### Texto de partida
Cordoba Oasis Villa Compound
Los célebres compounds
son los guetos en los que habitan los expatriados occidentales: urbanizaciones
cerradas, estancas y casi autosuficientes en las que el emigrante puede
replicar la vida que hacía en Brighton
o Massachussets sin la necesidad de participar
del frustrante modo de vida moro, y relacionarse únicamente con ciudadanos de
la misma dignidad euro-patricia. En ellos, el rostro pálido tiene a su disposición gimnasios, spas, discopubs,
pizzerías, centros comerciales y demás dotaciones de las que los americanos
consideran esenciales para la constitución de una comunidad bien avenida.

[Un bloque de datos]
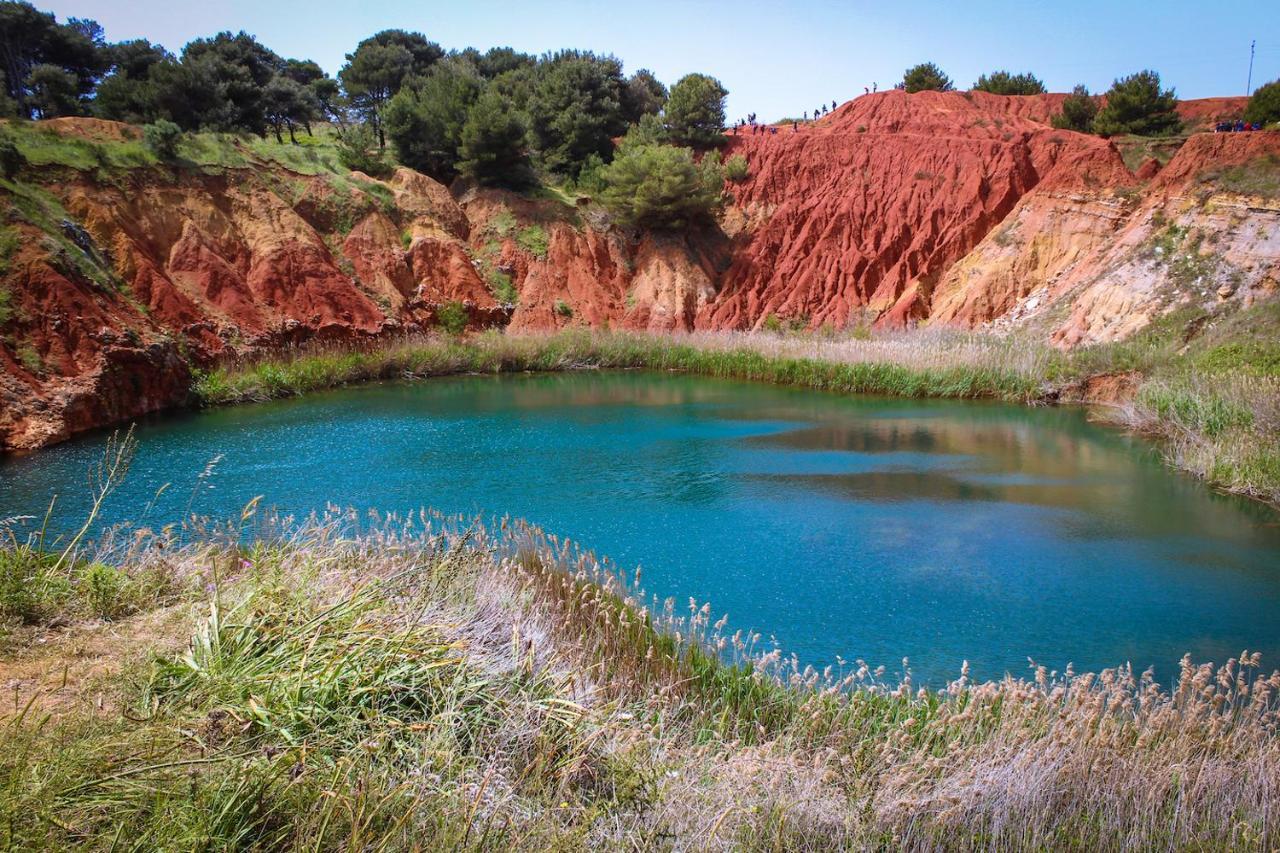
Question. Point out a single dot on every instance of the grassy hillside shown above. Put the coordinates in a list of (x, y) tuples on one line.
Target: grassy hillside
[(1207, 386)]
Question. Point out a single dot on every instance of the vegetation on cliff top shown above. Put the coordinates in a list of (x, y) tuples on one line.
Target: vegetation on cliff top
[(1207, 387)]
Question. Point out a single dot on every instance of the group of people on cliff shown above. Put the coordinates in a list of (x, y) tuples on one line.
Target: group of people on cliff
[(1238, 126), (749, 122)]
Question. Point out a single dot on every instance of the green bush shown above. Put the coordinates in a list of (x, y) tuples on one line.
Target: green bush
[(452, 316), (1265, 104), (695, 110), (425, 119), (736, 168), (10, 158), (1137, 105), (662, 186), (534, 241), (356, 151), (31, 592), (492, 147), (1079, 109), (161, 137), (926, 77), (1004, 83)]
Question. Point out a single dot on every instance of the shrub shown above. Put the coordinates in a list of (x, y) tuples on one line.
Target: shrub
[(30, 589), (356, 151), (161, 137), (104, 589), (736, 168), (10, 158), (533, 240), (501, 286), (926, 77), (662, 186), (1137, 105), (1004, 83), (425, 119), (695, 110), (452, 316), (1078, 112), (1265, 104), (493, 142)]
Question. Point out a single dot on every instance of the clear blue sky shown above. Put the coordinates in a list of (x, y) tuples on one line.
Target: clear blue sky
[(775, 58)]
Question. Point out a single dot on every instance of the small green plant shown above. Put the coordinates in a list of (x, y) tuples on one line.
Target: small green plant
[(161, 138), (501, 286), (452, 316), (534, 241), (10, 158), (103, 589), (736, 169), (30, 359), (31, 588)]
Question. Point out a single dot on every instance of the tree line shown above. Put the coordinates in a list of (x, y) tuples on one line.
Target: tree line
[(494, 115)]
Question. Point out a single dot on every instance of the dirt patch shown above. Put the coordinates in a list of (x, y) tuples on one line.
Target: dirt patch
[(78, 667)]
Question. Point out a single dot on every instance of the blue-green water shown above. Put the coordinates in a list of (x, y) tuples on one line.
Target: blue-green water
[(865, 528)]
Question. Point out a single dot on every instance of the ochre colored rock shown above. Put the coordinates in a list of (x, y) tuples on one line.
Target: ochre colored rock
[(961, 208)]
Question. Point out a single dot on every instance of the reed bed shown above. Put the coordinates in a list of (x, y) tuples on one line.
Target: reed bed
[(384, 682)]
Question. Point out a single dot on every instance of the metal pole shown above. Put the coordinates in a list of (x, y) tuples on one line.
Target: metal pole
[(1248, 87)]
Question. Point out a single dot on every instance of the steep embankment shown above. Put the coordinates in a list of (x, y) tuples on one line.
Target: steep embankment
[(961, 209)]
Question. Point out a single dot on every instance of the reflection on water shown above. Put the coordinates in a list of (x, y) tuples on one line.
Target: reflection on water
[(856, 527)]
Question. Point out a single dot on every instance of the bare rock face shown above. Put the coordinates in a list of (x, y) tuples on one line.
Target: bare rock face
[(960, 208)]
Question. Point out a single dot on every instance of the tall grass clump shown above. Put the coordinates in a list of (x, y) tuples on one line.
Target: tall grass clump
[(969, 369), (387, 682)]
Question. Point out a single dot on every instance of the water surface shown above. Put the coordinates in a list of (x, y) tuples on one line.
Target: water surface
[(865, 528)]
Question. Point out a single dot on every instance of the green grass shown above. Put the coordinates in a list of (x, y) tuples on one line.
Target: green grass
[(415, 682), (310, 372), (1197, 397), (534, 241)]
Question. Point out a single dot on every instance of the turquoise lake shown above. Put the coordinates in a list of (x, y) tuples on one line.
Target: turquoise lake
[(867, 528)]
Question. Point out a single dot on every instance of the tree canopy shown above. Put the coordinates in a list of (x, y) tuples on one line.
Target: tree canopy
[(1079, 108), (695, 110), (425, 118), (575, 109), (1001, 82), (1138, 105), (1265, 104)]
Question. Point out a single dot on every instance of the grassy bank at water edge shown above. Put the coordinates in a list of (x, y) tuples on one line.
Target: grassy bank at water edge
[(1212, 405)]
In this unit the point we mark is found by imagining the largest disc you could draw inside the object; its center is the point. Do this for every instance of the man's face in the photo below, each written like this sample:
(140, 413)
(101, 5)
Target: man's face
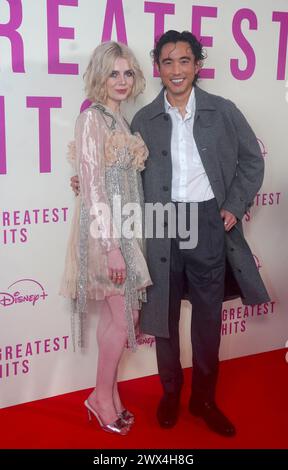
(177, 68)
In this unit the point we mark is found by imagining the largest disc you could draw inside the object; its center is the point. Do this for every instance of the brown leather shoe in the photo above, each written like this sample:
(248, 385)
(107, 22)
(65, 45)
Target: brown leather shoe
(168, 410)
(213, 417)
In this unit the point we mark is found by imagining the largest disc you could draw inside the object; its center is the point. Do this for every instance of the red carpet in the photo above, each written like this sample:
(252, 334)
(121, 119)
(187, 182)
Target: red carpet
(253, 392)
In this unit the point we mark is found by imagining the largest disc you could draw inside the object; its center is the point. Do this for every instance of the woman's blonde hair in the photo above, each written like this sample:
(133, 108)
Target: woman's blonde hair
(101, 65)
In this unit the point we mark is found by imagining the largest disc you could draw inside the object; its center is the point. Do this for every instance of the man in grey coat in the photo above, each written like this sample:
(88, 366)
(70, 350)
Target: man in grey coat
(201, 151)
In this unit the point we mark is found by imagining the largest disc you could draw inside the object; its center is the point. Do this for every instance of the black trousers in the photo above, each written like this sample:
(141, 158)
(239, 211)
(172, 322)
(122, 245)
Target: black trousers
(200, 272)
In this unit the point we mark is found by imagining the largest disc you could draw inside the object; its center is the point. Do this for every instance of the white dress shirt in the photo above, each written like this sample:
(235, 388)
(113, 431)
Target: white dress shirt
(189, 180)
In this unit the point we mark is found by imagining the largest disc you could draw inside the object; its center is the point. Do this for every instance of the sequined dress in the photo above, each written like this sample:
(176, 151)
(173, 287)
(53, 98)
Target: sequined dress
(108, 214)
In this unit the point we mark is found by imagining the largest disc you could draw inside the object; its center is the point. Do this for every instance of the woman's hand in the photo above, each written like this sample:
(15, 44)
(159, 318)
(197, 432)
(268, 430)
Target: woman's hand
(74, 183)
(116, 266)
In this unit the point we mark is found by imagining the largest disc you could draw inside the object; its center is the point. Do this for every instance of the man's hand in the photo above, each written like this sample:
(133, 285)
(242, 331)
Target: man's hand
(229, 219)
(116, 266)
(74, 183)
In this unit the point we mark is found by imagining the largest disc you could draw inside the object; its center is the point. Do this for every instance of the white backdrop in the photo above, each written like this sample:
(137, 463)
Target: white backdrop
(44, 49)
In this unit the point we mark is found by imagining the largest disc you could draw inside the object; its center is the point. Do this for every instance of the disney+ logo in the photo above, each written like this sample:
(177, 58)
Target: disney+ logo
(23, 291)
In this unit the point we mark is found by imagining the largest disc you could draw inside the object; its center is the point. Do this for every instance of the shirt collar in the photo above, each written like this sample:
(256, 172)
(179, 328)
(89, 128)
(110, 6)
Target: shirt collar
(190, 107)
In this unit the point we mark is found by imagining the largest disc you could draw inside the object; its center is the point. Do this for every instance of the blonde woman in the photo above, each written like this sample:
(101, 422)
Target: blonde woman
(102, 263)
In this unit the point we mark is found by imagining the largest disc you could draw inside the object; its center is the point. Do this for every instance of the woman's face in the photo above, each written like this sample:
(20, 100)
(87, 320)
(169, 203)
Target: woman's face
(119, 84)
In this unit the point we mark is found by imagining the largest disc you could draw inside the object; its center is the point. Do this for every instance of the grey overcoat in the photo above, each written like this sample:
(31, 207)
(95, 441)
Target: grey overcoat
(234, 165)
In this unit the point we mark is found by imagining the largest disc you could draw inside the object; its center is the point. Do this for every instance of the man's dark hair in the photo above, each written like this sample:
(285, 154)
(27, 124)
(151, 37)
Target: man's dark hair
(176, 36)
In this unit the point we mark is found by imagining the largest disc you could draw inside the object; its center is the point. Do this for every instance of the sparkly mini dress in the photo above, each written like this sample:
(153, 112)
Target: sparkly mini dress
(108, 214)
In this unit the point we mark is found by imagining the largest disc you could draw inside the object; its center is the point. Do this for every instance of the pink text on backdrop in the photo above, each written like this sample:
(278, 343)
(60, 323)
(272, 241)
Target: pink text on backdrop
(115, 13)
(44, 104)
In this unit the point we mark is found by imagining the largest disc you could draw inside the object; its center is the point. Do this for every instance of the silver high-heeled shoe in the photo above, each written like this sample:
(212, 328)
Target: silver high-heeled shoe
(127, 417)
(117, 427)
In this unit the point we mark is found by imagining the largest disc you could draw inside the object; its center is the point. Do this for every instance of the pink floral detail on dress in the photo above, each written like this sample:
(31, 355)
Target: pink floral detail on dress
(127, 149)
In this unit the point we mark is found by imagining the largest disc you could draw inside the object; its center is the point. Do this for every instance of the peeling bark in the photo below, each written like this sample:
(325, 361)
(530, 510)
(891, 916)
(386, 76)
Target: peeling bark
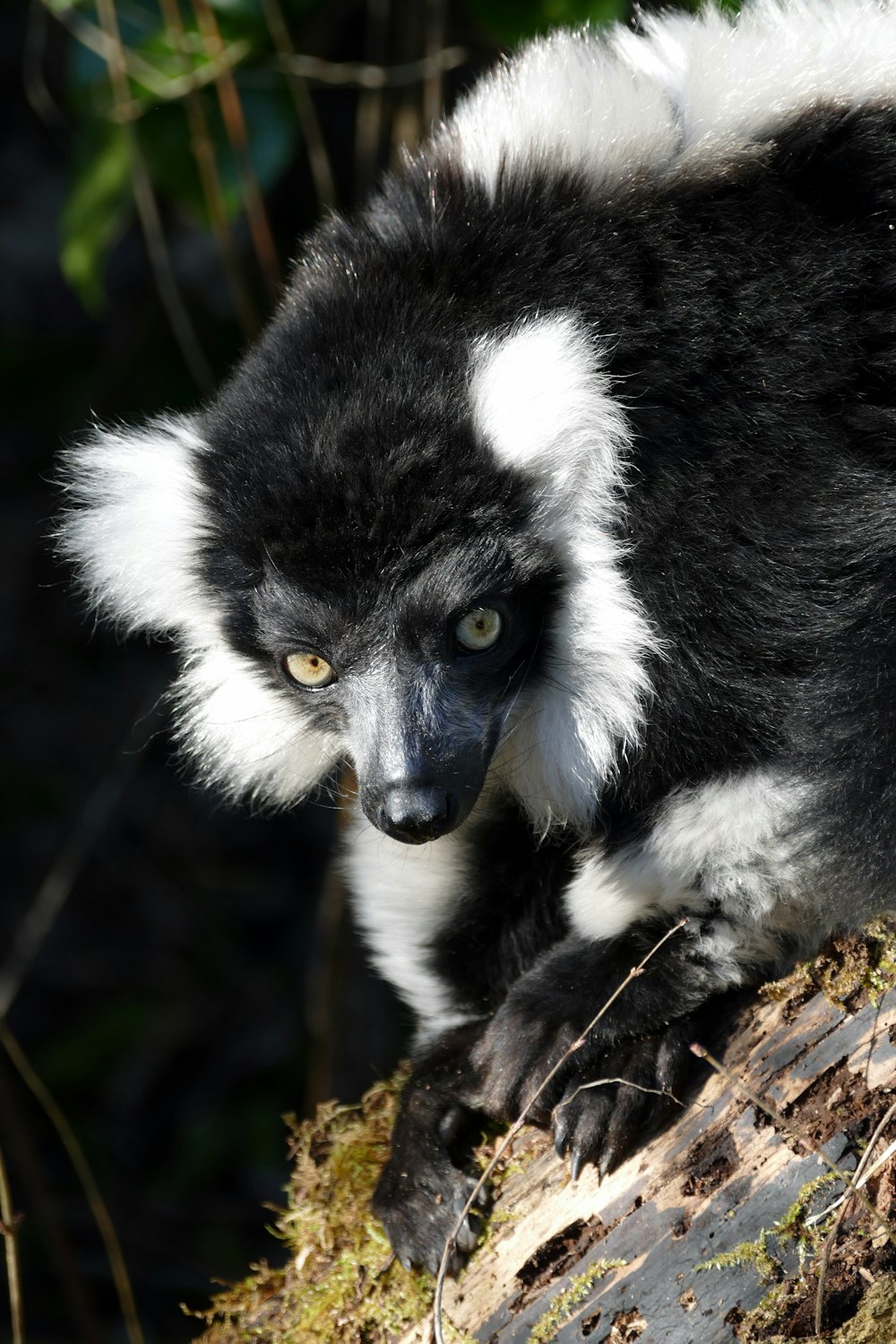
(716, 1179)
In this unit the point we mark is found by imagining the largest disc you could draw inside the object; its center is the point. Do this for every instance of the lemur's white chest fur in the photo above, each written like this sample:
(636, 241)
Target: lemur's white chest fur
(724, 846)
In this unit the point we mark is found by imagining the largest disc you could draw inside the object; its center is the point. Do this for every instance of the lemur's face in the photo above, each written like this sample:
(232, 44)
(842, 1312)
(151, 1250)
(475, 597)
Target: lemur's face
(406, 629)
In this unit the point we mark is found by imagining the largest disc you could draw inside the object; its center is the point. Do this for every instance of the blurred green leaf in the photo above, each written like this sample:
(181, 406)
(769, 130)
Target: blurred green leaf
(511, 21)
(273, 136)
(94, 214)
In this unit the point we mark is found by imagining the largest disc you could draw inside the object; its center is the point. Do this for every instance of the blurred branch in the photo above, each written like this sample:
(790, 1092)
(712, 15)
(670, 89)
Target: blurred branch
(48, 1212)
(312, 134)
(231, 110)
(85, 1175)
(37, 91)
(8, 1228)
(203, 151)
(371, 104)
(102, 43)
(435, 40)
(362, 74)
(148, 211)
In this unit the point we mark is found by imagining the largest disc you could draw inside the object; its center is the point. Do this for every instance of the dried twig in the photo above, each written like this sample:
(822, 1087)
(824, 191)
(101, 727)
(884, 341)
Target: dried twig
(231, 110)
(774, 1115)
(148, 209)
(520, 1121)
(142, 72)
(88, 1182)
(203, 151)
(362, 74)
(308, 120)
(861, 1175)
(435, 39)
(8, 1228)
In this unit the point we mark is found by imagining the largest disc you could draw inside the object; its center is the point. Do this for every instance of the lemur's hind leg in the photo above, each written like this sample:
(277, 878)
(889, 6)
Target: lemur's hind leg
(626, 1074)
(422, 1190)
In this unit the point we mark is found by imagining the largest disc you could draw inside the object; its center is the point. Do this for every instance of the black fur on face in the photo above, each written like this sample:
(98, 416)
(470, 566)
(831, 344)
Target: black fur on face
(366, 545)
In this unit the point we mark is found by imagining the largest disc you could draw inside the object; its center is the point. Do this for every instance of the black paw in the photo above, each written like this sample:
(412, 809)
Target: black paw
(522, 1043)
(608, 1110)
(419, 1204)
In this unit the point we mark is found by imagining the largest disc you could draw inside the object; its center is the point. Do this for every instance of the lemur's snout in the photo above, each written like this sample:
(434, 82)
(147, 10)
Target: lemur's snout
(416, 814)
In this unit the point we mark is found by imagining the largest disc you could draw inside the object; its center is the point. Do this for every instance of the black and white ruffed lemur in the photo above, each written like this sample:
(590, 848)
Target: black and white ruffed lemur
(559, 499)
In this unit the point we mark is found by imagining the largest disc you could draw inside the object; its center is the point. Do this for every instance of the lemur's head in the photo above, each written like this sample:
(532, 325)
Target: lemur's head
(383, 542)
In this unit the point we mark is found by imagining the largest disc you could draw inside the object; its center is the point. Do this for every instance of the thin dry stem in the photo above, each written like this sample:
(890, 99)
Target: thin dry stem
(148, 209)
(308, 120)
(231, 110)
(203, 152)
(88, 1183)
(831, 1241)
(11, 1244)
(519, 1123)
(774, 1115)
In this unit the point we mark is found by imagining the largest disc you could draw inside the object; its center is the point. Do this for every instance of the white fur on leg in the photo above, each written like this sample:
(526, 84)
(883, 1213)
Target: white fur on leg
(685, 94)
(543, 405)
(137, 523)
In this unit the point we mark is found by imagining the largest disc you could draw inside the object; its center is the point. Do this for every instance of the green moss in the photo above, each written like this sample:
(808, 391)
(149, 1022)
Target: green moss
(341, 1284)
(745, 1253)
(844, 968)
(874, 1322)
(564, 1303)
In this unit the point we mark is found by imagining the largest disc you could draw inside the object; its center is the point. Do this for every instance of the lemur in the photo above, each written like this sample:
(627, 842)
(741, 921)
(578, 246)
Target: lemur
(559, 500)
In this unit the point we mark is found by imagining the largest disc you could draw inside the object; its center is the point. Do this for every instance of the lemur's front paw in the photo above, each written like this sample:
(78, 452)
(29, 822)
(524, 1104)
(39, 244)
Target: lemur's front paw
(419, 1202)
(607, 1107)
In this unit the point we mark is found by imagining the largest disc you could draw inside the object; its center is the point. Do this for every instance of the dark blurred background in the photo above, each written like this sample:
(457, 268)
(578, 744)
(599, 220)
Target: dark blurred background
(174, 973)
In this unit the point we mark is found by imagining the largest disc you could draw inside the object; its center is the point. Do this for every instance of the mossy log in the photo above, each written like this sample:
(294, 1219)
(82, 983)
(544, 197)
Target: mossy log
(704, 1236)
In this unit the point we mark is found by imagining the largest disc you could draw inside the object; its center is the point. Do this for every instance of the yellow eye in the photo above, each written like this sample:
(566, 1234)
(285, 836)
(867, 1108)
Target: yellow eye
(309, 669)
(478, 629)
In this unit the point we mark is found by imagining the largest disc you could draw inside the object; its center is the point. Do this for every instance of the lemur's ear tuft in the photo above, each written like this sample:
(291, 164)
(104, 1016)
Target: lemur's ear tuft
(134, 524)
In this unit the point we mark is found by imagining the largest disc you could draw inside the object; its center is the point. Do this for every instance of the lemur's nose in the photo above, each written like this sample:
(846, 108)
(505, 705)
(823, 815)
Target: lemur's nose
(416, 814)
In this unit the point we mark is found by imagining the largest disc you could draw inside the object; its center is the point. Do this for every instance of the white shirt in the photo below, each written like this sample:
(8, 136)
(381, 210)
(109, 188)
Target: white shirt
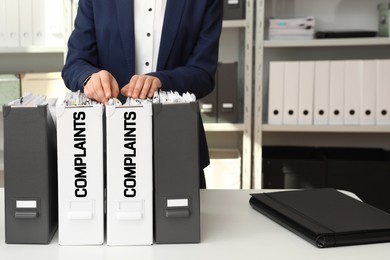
(148, 22)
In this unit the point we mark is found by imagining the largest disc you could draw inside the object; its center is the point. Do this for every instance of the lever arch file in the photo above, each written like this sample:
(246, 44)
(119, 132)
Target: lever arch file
(176, 172)
(129, 147)
(30, 174)
(325, 217)
(80, 174)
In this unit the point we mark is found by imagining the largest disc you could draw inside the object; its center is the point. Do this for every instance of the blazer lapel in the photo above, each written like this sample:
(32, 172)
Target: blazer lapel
(172, 19)
(125, 16)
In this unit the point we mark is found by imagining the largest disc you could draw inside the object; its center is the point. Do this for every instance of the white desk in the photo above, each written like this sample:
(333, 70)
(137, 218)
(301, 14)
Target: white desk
(231, 229)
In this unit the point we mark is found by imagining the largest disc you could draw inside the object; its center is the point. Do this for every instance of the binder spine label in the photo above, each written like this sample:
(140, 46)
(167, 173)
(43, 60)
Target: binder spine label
(80, 165)
(130, 166)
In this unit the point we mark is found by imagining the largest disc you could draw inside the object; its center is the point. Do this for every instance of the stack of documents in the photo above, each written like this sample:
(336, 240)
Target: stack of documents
(333, 92)
(291, 28)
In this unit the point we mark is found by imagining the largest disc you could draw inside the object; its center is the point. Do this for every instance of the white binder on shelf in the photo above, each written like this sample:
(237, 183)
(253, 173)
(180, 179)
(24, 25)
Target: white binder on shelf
(25, 20)
(306, 90)
(368, 92)
(3, 24)
(12, 23)
(383, 93)
(290, 94)
(336, 92)
(321, 92)
(80, 174)
(275, 93)
(39, 22)
(129, 144)
(353, 70)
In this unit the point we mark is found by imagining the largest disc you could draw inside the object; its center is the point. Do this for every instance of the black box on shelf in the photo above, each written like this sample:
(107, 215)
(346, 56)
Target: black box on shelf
(363, 171)
(227, 96)
(292, 167)
(208, 107)
(233, 9)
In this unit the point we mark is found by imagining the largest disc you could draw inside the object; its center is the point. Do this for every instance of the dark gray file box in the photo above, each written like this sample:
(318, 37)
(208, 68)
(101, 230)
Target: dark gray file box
(227, 78)
(208, 107)
(233, 9)
(30, 175)
(176, 173)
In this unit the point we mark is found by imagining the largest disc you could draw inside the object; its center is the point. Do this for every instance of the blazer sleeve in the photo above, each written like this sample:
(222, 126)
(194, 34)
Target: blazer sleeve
(81, 60)
(193, 60)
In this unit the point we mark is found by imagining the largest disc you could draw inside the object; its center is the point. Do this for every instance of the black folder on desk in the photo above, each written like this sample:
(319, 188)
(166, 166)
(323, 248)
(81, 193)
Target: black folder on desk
(325, 217)
(176, 173)
(30, 174)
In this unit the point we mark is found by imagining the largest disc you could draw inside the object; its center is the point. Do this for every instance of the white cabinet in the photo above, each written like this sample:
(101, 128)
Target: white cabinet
(329, 15)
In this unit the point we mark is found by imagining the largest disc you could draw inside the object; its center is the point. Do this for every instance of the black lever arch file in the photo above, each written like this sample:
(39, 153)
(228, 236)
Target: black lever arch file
(30, 174)
(176, 173)
(325, 217)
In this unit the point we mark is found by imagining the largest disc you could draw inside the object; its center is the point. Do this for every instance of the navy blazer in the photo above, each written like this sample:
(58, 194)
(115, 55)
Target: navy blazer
(103, 38)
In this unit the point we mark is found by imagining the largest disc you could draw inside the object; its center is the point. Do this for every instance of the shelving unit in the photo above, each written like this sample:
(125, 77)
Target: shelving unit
(236, 45)
(330, 15)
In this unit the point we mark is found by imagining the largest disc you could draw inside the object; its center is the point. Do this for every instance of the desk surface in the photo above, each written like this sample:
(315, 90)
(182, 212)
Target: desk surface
(230, 229)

### Tarea A
Responde estas preguntas sobre el texto de los compounds:
(i) ¿Quiénes habitan en los compounds?
(ii) ¿Qué dos lugares se nombran como aquellos cuya vida puede replicar el emigrante?
(iii) ¿Qué dotaciones tiene a su disposición el rostro pálido?
### Tarea B
Por favor, devuelve del texto de los compounds el tramo que va de "Cordoba Oasis Villa" a "comunidad bien avenida.", ambos incluidos, copiado sin cambios.

### Respuesta esperada A
(i) Los expatriados occidentales.
(ii) Brighton y Massachussets.
(iii) Gimnasios, spas, discopubs, pizzerías y centros comerciales, entre otras.

### Respuesta esperada B
Cordoba Oasis Villa Compound
Los célebres compounds
son los guetos en los que habitan los expatriados occidentales: urbanizaciones
cerradas, estancas y casi autosuficientes en las que el emigrante puede
replicar la vida que hacía en Brighton
o Massachussets sin la necesidad de participar
del frustrante modo de vida moro, y relacionarse únicamente con ciudadanos de
la misma dignidad euro-patricia. En ellos, el rostro pálido tiene a su disposición gimnasios, spas, discopubs,
pizzerías, centros comerciales y demás dotaciones de las que los americanos
consideran esenciales para la constitución de una comunidad bien avenida.